The
Seven Steps to Concious Career Building 1. Abundance: conscious careers
begin with abundance; a visceral feeling of trust in life, self-esteem, and the
value of being who you are in the world. What do you do easily, naturally, effortlessly?
True, powerful positions can be achieved through scarcity (the feeling that I
am not enough or that I do not have enough), but they take one away from one's
authenticity. What profits a man who has gained the whole world? 2. Feeling:
passion is the fuel that drives us. What do you care about? What makes you
indignant enough to change yourself and/or the world? What would you do spontaneously
- even if you weren't being paid for it? If passion is not consciously present,
symptoms are. Symptoms (defined here as anything on any level that bothers you
or moves you) are the harbingers of passion. If you are in abundance, you do not
need to mask or deny symptoms, but can work deeply with them, listen to them,
and let them lead you to your core. 3. Focus: this is where most
vocational programs begin; defining your goals. But if you are not aligned with
your sense of abundance and feeling, goals may be chosen out of scarcity, not
out of being aligned with your greater sense of being. Trajectory might be better
than goal here. You are responsible for choosing a direction, for making commitments,
and for following through, but you want to be open to deeper forces at work in
the making of your destiny. Setting a direction is more effective when it is done
in timed increments instead of idealistic "forevers." What is the one
(two or three) area, that if you focused on it in the next six-months, no matter
what else happened (barring acts of God), you would feel supremely good about
yourself and your place in the world? 4. Sharing: to share instead
of struggle, to understand that work exists within the greater eco-context of
relationship and community, to focus on making a contribution instead of eking
our a living from the world, these are the transformational possibilities of the
heart. The heart is the seat of prosperity, and here is the place where you learn
the laws of giving and receiving, of creating prosperity instead of obsessing
over profit, of developing win/win situations in all transactions with others.
To hold anyone out of our compassionate embrace is to hold out a part of ourselves.
A key question, then, to ask in vocational development is, "Who, where, and
what is my community," for another name for a community is a "market!"
To work from the heart of sharing (to give and to receive) is to transform the
outworn presuppositions of the market-place, and to make your work a reflection
of your health, authenticity, and love. 5. Creativity: If the job
you want does not presently exist, you can create it! This is the more than the
entrepreneurial spirit, this is participating in the process of creative manifestation.
In this realm, you learn to re-envision your work and the purpose of your work.
What is the highest possibility you can imagine for your project, product, or
service? Do you have a vision of the world as it could be, not a concept (i.e.

— GIVEN RECORDS —

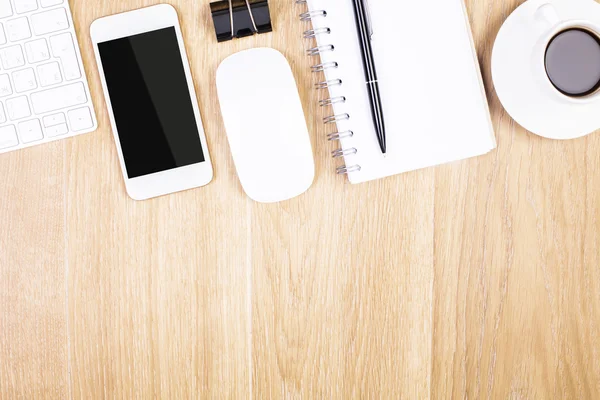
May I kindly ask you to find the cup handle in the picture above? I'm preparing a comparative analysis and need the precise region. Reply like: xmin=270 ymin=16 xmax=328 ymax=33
xmin=534 ymin=3 xmax=560 ymax=32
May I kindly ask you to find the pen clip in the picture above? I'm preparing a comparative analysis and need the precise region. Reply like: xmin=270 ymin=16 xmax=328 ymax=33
xmin=363 ymin=0 xmax=373 ymax=40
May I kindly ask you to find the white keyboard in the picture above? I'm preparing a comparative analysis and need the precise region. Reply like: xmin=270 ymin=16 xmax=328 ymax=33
xmin=0 ymin=0 xmax=97 ymax=153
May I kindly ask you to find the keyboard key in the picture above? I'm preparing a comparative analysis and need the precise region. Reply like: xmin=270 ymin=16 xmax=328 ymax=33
xmin=6 ymin=96 xmax=31 ymax=121
xmin=44 ymin=113 xmax=67 ymax=128
xmin=67 ymin=107 xmax=94 ymax=132
xmin=46 ymin=124 xmax=69 ymax=137
xmin=14 ymin=0 xmax=37 ymax=14
xmin=13 ymin=68 xmax=37 ymax=93
xmin=40 ymin=0 xmax=63 ymax=8
xmin=25 ymin=39 xmax=50 ymax=64
xmin=0 ymin=125 xmax=19 ymax=149
xmin=31 ymin=82 xmax=87 ymax=114
xmin=38 ymin=62 xmax=62 ymax=87
xmin=19 ymin=119 xmax=44 ymax=143
xmin=0 ymin=0 xmax=12 ymax=18
xmin=6 ymin=17 xmax=31 ymax=42
xmin=0 ymin=45 xmax=25 ymax=69
xmin=31 ymin=8 xmax=69 ymax=36
xmin=50 ymin=33 xmax=81 ymax=81
xmin=0 ymin=74 xmax=12 ymax=97
xmin=0 ymin=24 xmax=6 ymax=45
xmin=0 ymin=103 xmax=6 ymax=124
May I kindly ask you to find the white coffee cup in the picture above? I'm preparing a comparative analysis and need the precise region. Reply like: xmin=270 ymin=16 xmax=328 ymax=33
xmin=492 ymin=0 xmax=600 ymax=139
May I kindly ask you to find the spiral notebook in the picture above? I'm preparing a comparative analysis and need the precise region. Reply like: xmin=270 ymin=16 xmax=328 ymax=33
xmin=296 ymin=0 xmax=496 ymax=183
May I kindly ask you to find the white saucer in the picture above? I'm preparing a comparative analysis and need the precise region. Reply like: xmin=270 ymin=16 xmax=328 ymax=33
xmin=492 ymin=0 xmax=600 ymax=139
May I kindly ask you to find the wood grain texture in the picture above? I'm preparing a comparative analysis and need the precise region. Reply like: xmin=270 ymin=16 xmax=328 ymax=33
xmin=0 ymin=0 xmax=600 ymax=399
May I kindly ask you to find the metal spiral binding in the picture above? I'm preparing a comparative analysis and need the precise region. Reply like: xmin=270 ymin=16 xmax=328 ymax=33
xmin=303 ymin=28 xmax=331 ymax=39
xmin=294 ymin=0 xmax=361 ymax=175
xmin=306 ymin=44 xmax=335 ymax=56
xmin=323 ymin=114 xmax=350 ymax=124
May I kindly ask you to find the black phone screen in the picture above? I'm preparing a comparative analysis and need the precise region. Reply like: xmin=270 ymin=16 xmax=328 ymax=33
xmin=98 ymin=27 xmax=205 ymax=178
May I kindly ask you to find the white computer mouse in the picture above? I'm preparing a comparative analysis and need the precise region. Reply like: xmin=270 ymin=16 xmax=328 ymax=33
xmin=217 ymin=48 xmax=315 ymax=203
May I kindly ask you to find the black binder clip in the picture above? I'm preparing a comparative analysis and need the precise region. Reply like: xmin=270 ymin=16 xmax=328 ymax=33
xmin=210 ymin=0 xmax=273 ymax=42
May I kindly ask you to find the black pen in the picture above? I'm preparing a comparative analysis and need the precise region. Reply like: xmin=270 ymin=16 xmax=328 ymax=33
xmin=354 ymin=0 xmax=387 ymax=154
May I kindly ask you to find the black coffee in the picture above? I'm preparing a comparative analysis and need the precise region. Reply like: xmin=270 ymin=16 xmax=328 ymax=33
xmin=545 ymin=28 xmax=600 ymax=97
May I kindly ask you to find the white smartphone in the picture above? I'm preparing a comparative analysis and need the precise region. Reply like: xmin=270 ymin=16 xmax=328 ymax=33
xmin=90 ymin=4 xmax=213 ymax=200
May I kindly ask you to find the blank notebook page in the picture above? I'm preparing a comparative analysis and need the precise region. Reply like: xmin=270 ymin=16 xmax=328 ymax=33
xmin=307 ymin=0 xmax=496 ymax=183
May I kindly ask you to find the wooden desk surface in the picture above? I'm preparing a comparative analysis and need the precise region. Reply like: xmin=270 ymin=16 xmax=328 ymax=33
xmin=0 ymin=0 xmax=600 ymax=399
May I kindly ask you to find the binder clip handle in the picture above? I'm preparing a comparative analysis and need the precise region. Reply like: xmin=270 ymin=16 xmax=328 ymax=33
xmin=210 ymin=0 xmax=273 ymax=42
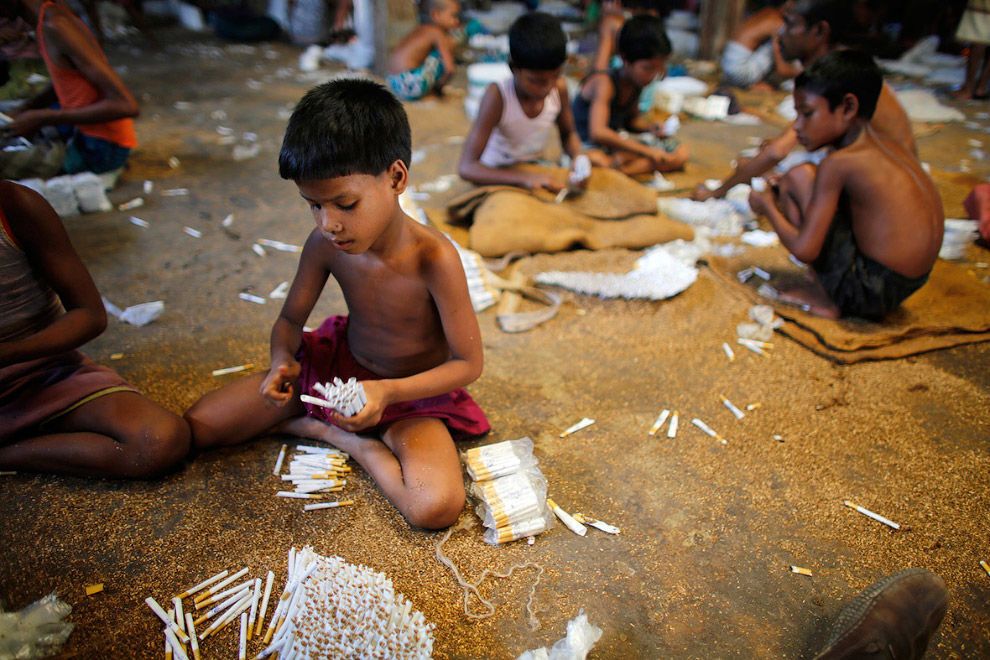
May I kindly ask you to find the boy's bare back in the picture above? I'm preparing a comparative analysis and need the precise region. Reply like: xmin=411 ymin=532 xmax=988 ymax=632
xmin=816 ymin=128 xmax=944 ymax=277
xmin=388 ymin=24 xmax=454 ymax=73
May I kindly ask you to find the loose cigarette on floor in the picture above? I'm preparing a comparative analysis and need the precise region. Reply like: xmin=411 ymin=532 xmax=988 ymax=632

— WORK ORDER 1 —
In the career-building text, what is described as the fuel that drives us?
— WORK ORDER 2 —
Copy the career-building text starting at the words "To hold anyone" and stopping after "a concept (i.e.", changing "highest possibility" to "greatest possibility".

— EXERCISE RESULT 1 —
Passion.

— EXERCISE RESULT 2 —
To hold anyone out of our compassionate embrace is to hold out a part of ourselves.
A key question, then, to ask in vocational development is, "Who, where, and
what is my community," for another name for a community is a "market!"
To work from the heart of sharing (to give and to receive) is to transform the
outworn presuppositions of the market-place, and to make your work a reflection
of your health, authenticity, and love. 5. Creativity: If the job
you want does not presently exist, you can create it! This is the more than the
entrepreneurial spirit, this is participating in the process of creative manifestation.
In this realm, you learn to re-envision your work and the purpose of your work.
What is the greatest possibility you can imagine for your project, product, or
service? Do you have a vision of the world as it could be, not a concept (i.e.